» Exercise a:
From the WRF simulation description, return the passage that begins at the words "1. Virtual time" and stops after the words "MP5 (1.5578ºW, 42.695ºN).", copied exactly.

** Start of Text passage **

1. Virtual time series from WRF innermost domain (d03, 3km), from nearest grid point, at north domain boundary (1.5751ºW, 42.778ºN); at M7 (1.578ºW, 42.725ºN) and at MP5 (1.5578ºW, 42.695ºN).
2. Tendencies, i.e. contributions from different terms of momentum and energy budget from WRF d02 (9km). These fields are spatially averaged in a window of 45x45km for all vertical levels. Hence, it can be considered a single-column input (time, height) but the 3D tendencies can also be provided. The file has the following quantities: Ug, Vg, UADV, VADV, POT_ADV, POT, TSK, PSFC and HFX

The simulation is performed with the WRF model version 3.8.1 (Skamarock et al., 2018), mostly following the configuration derived from the sensitivity analysis carried out by the mesoscale group of the NEWA project (Hahmann et al. 2018). The ERA-5 reanalysis data together with OSTIA SST and GLDAS/NOAH land surface were used as forcing, initial and boundary conditions for the WRF simulation. For the selected period, three nested domains centered at the M7 location were created with horizontal grid spacing of 27(d01), 9(d02) and 3(d03) km; with respectively 110, 100 and 88 grid points laterally, and 61 vertical levels up to a height of 50 hPa at the top. The runs are carried out by running sets of 8-day simulations with 24 hours of spin-up while performing spectral nudging in domain 1(d01). Outputs are stored and provided in 5-min periods. Other details about the WRF configuration can be seen at Chavez-Arroyo et al., 2018.

** End of Text passage **
** Start of Provided material **

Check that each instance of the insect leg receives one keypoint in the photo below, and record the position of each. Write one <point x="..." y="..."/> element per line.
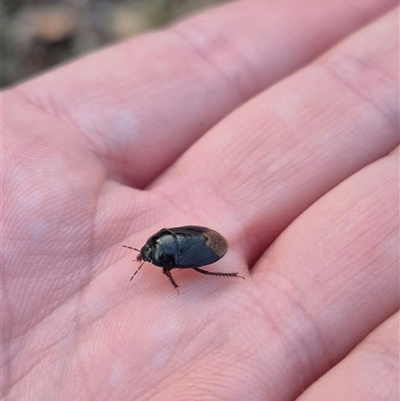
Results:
<point x="171" y="279"/>
<point x="217" y="274"/>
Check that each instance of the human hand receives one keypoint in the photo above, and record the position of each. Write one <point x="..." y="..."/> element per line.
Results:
<point x="158" y="132"/>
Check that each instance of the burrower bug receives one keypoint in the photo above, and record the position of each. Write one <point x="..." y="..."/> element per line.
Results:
<point x="187" y="247"/>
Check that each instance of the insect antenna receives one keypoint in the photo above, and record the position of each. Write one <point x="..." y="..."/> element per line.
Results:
<point x="129" y="247"/>
<point x="138" y="259"/>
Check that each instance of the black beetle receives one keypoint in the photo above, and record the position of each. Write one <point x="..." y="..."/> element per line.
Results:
<point x="187" y="247"/>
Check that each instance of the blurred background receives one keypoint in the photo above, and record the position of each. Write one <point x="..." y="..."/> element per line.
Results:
<point x="38" y="34"/>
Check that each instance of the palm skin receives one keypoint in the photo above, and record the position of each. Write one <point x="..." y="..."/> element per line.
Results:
<point x="210" y="126"/>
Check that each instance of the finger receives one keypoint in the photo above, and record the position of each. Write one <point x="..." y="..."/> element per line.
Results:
<point x="332" y="277"/>
<point x="275" y="156"/>
<point x="143" y="102"/>
<point x="368" y="373"/>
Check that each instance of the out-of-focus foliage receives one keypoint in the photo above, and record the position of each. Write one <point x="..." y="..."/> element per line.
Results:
<point x="37" y="34"/>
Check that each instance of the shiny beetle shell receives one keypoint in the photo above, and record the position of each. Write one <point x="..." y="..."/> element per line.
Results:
<point x="187" y="247"/>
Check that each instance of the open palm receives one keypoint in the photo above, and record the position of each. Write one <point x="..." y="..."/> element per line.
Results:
<point x="223" y="121"/>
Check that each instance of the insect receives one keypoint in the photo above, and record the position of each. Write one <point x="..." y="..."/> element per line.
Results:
<point x="187" y="247"/>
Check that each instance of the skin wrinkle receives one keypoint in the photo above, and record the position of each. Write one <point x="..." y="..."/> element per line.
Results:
<point x="290" y="296"/>
<point x="202" y="53"/>
<point x="151" y="299"/>
<point x="332" y="67"/>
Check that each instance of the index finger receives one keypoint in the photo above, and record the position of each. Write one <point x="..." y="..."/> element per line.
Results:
<point x="144" y="102"/>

** End of Provided material **

» Exercise b:
Retype the records verbatim, beginning at the line that contains "Check that each instance of the finger" and continuing through the last line of the records.

» Written response a:
1. Virtual time series from WRF innermost domain (d03, 3km), from nearest grid point, at north domain boundary (1.5751ºW, 42.778ºN); at M7 (1.578ºW, 42.725ºN) and at MP5 (1.5578ºW, 42.695ºN).

» Written response b:
Check that each instance of the finger receives one keypoint in the photo above, and record the position of each. Write one <point x="..." y="..."/> element per line.
Results:
<point x="332" y="277"/>
<point x="275" y="156"/>
<point x="143" y="102"/>
<point x="368" y="373"/>
Check that each instance of the out-of-focus foliage receives one keypoint in the photo above, and record the position of each. Write one <point x="..." y="..."/> element per line.
Results:
<point x="37" y="34"/>
Check that each instance of the shiny beetle shell receives one keypoint in the photo above, and record the position of each. Write one <point x="..." y="..."/> element per line.
Results:
<point x="187" y="247"/>
Check that each instance of the open palm receives one keypoint in the photo above, and record the position of each. Write one <point x="..." y="..."/> element per line.
Results:
<point x="223" y="121"/>
Check that each instance of the insect receives one keypoint in the photo above, and record the position of each. Write one <point x="..." y="..."/> element per line.
Results:
<point x="187" y="247"/>
Check that each instance of the skin wrinkle receives one keypoint in the photo above, and record the position of each. Write one <point x="..." y="..."/> element per line.
Results:
<point x="290" y="296"/>
<point x="202" y="53"/>
<point x="151" y="299"/>
<point x="332" y="67"/>
Check that each instance of the index finger receives one keypoint in the photo above, and record the position of each. Write one <point x="..." y="..."/> element per line.
Results:
<point x="144" y="102"/>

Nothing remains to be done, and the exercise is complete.